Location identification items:
************
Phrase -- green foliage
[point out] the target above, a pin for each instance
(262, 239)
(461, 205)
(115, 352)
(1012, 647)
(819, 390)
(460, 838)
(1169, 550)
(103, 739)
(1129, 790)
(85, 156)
************
● **Set exercise**: Can you reproduce every one of the entries above word for word, without changing anything?

● **Reply to the task**:
Phrase -- green foliage
[point out] the target above, a pin for each instance
(262, 239)
(461, 205)
(115, 352)
(1012, 647)
(819, 390)
(460, 838)
(1169, 550)
(103, 739)
(1129, 790)
(85, 156)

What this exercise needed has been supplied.